HOW TO COMPLETE THIS TASK
What is needed is an exact copy of every entry.

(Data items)
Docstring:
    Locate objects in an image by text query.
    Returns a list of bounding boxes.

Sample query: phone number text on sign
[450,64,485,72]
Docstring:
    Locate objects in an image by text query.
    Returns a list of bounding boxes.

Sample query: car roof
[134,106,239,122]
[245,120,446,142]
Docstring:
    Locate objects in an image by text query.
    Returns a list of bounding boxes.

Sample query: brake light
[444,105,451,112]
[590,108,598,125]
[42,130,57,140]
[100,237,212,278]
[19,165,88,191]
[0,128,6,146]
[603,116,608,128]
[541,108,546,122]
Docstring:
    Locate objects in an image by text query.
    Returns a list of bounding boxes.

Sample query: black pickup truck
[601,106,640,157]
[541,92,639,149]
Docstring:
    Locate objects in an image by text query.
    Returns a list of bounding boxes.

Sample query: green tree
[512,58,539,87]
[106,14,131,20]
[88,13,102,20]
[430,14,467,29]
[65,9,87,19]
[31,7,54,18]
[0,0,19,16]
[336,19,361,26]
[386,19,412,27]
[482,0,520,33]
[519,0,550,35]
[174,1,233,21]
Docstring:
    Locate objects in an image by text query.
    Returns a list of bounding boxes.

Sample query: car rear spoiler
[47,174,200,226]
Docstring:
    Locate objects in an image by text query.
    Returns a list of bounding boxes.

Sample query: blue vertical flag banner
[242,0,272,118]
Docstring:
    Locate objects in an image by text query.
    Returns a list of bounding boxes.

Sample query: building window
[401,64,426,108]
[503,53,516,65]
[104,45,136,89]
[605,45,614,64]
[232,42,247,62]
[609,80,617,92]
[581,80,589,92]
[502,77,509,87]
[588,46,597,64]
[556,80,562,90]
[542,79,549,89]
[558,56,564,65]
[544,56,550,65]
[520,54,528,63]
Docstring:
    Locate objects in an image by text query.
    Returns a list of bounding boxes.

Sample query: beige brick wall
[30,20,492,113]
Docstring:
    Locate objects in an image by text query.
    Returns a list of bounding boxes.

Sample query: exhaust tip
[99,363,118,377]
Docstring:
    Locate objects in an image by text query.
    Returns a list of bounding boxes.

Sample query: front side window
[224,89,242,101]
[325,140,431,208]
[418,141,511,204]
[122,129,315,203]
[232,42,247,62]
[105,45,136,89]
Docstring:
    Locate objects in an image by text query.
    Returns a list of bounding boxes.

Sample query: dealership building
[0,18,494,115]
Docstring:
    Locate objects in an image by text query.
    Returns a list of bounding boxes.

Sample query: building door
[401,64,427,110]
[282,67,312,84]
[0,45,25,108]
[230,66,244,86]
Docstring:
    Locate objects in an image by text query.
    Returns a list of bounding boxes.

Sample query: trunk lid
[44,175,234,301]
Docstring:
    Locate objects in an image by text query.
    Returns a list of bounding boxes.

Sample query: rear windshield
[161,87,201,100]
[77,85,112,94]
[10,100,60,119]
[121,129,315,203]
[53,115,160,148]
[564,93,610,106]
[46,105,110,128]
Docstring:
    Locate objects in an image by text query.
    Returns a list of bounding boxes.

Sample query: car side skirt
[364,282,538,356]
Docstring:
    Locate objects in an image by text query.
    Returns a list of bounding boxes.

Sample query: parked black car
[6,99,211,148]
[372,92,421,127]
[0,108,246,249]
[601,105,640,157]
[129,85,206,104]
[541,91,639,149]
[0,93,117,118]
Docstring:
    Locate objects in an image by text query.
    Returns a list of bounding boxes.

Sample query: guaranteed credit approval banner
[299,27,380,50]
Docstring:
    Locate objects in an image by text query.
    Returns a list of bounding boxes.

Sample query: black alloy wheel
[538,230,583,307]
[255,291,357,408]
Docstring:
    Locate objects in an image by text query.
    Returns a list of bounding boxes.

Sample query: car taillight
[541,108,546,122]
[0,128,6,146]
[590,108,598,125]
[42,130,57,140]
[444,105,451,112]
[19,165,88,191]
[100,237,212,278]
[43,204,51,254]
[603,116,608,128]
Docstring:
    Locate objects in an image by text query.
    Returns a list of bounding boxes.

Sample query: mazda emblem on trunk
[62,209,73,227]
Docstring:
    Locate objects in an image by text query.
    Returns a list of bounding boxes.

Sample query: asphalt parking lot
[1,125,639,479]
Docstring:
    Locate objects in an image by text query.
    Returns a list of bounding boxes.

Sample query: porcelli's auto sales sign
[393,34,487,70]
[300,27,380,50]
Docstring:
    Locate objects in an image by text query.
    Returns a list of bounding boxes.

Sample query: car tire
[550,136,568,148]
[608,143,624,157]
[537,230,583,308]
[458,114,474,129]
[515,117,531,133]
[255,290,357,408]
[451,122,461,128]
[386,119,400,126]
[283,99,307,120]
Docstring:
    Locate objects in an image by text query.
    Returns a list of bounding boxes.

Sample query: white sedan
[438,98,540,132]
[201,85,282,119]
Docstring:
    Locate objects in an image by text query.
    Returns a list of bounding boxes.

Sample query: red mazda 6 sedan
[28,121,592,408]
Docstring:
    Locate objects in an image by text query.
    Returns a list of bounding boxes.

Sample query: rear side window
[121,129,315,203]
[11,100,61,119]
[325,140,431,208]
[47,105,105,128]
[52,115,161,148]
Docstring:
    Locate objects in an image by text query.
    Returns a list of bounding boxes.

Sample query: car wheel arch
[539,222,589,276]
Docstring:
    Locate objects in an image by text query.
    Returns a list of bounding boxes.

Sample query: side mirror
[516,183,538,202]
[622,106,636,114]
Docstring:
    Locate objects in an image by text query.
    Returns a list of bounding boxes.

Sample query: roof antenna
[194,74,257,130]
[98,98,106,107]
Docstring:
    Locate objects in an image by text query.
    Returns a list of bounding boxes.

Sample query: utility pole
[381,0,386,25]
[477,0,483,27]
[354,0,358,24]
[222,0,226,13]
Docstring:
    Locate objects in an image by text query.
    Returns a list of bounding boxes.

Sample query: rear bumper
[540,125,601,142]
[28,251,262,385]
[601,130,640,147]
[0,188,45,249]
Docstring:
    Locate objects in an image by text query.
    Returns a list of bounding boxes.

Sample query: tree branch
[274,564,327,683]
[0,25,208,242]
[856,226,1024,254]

OUTPUT
Docstring:
    Locate objects in an image by text query.
    Returns a list of bounding boxes.

Sample query: phone number text on sign
[450,64,485,72]
Docstring:
    Locate objects in an image by text query.
    Returns a list of bounding boxes.

Sample query: car roof
[134,106,239,122]
[245,120,446,142]
Docstring:
    Locate objects in an image by text query.
    Returns a list of bounding boxes.

Sample query: brake light
[444,105,451,112]
[590,108,598,125]
[42,130,57,140]
[100,237,212,278]
[19,165,88,191]
[0,128,6,146]
[603,116,608,128]
[541,108,546,122]
Docstring:
    Locate objects in an image by text query.
    Returns a list of bounding boxes.

Sample query: black pickup truck
[601,106,640,157]
[541,92,639,149]
Docstring:
    Locate objects in an image by text query.
    Returns a list of bounding boxes.

Sample query: green tree
[512,58,539,87]
[106,14,131,20]
[88,13,102,20]
[430,14,467,29]
[65,9,87,19]
[31,7,54,18]
[0,0,19,16]
[336,19,361,26]
[386,19,412,27]
[482,0,520,33]
[519,0,550,35]
[174,1,233,21]
Docstring:
    Locate objects in an image by text query.
    Returns a list of bounding boxes.

Sample query: car rear spoiler
[47,174,200,226]
Docstring:
    Locate objects in an image by text query.
    Returns a list of bounding boxes.

Sample query: blue vertical flag banner
[242,0,272,118]
Docstring:
    Locate objects in an image by text query.
    Returns a list of bounding boxes.

Sample query: building window
[401,64,426,108]
[503,53,516,65]
[104,45,136,89]
[605,45,614,64]
[232,42,247,62]
[609,80,617,92]
[581,80,589,92]
[502,77,509,87]
[588,46,597,64]
[556,80,562,90]
[542,79,549,89]
[558,56,564,65]
[544,56,550,65]
[520,54,528,63]
Docstring:
    Locate objects in an image by text query.
    Returns a list of bounding boxes.

Sample query: beige brick wall
[30,20,492,113]
Docstring:
    Locate objects in an image by text query.
    Returns a list of bounding boxes.

Sample query: exhaust tip
[99,363,118,377]
Docstring:
    Locate objects in an image by text query.
    Returns a list of bounding boxes.

Sample query: front side window
[224,89,242,101]
[325,140,431,208]
[418,141,511,204]
[122,129,315,203]
[232,42,247,62]
[105,45,136,89]
Docstring:
    Locate objects in an image by text query.
    Returns a list of bounding boxes.

Sample query: dealership building
[0,18,494,115]
Docstring:
    Locate objects in an image by text query.
    Returns a list of bounding boxes.

Sample query: building door
[401,64,427,110]
[282,67,312,84]
[0,45,25,108]
[230,66,244,86]
Docstring:
    Locate objects in an image by text query.
    Returns a list of bounding boxes.

Sample query: trunk lid
[44,175,234,301]
Docstring:
    Locate objects in an image by text query.
    Returns a list of bounding boxes.

Sample query: rear windshield
[161,87,201,100]
[77,85,112,94]
[10,100,60,119]
[121,129,315,203]
[53,115,160,148]
[564,93,610,106]
[46,105,110,128]
Docstring:
    Locate objects in an image by text query.
    Returns a list of bounding boxes.

Sample query: car side skirt
[364,282,538,356]
Docstring:
    Locate objects in an image by text query.
    Returns a list of bounding boxes.

Sample query: parked black car
[6,99,211,148]
[372,92,421,127]
[0,108,246,249]
[601,105,640,157]
[129,85,206,104]
[541,91,639,149]
[0,93,117,118]
Docstring:
    Locate objects in an image by text query.
    Returns a list of bounding boxes.

Sample query: guaranteed credit approval banner
[299,27,380,50]
Docstring:
    Locate objects in an image by text query.
    Returns a list of bounding boxes.

Sample query: black alloy wheel
[538,230,583,307]
[255,291,357,408]
Docstring:
    Locate objects in an image by text query.
    Returns a list of bounding boxes.

Sample query: car taillight
[541,108,546,122]
[0,128,6,146]
[590,108,598,125]
[42,130,57,140]
[444,105,451,112]
[19,165,88,191]
[100,237,212,278]
[43,204,51,254]
[603,116,608,128]
Docstring:
    Locate objects in an image by text query.
    Returns a list of bounding boxes.

Sample query: mazda emblem on trunk
[62,209,73,227]
Docstring:
    Locate objects in an image by text query.
    Returns a list of bounding boxes.

Sample query: asphalt parking lot
[1,125,639,479]
Docstring:
    Locate objects in an image by text query.
    Returns a list of bounding boxes.

Sample query: porcelli's auto sales sign
[393,34,487,70]
[300,27,380,50]
Docstring:
    Locate objects in an image by text query.
    Returns a list of bounding boxes.

Sample query: car tire
[550,136,568,148]
[608,143,624,157]
[537,230,583,308]
[458,114,474,129]
[515,117,531,133]
[255,290,357,408]
[451,122,461,128]
[386,119,400,126]
[283,99,307,120]
Docstring:
    Locate objects in an image by text query.
    Returns a list of bounding boxes.

Sample query: white sedan
[438,98,540,132]
[201,85,282,119]
Docstring:
    Locate objects in an image by text query.
    Returns a list of bounding boxes.

Sample query: red mazda 6 sedan
[28,121,592,408]
Docstring:
    Locate objects in an image by text query.
    Returns a list of bounding boxes.

Sample query: rear side window
[121,129,315,203]
[11,100,61,119]
[325,140,431,208]
[47,105,105,128]
[52,115,161,148]
Docstring:
    Locate objects in an image by text query.
    Returns a list of bounding boxes.

Sample query: car wheel arch
[539,222,589,276]
Docstring:
    Locate objects in an image by text query.
    Returns a list of bounding boxes.

Sample query: side mirror
[516,183,538,202]
[622,106,636,114]
Docstring:
    Locate objects in an image by text query.
    Returns a list of bounding boxes.

Sample query: roof antenna
[194,74,257,130]
[98,98,106,107]
Docstring:
    Locate objects in an image by text query.
    Returns a list of bounding boxes.

Sample query: utility pole
[381,0,386,25]
[477,0,483,27]
[354,0,358,24]
[222,0,226,13]
Docstring:
    Locate objects in an image by text query.
    Returns a list of bounding boxes.

Sample query: rear bumper
[540,125,601,142]
[28,251,262,385]
[601,130,640,147]
[0,188,45,249]
Docstring:
    Locate objects in an image by text query.
    Returns a list of bounding boxes.

Sample query: tree branch
[274,564,327,683]
[0,25,208,242]
[856,226,1024,254]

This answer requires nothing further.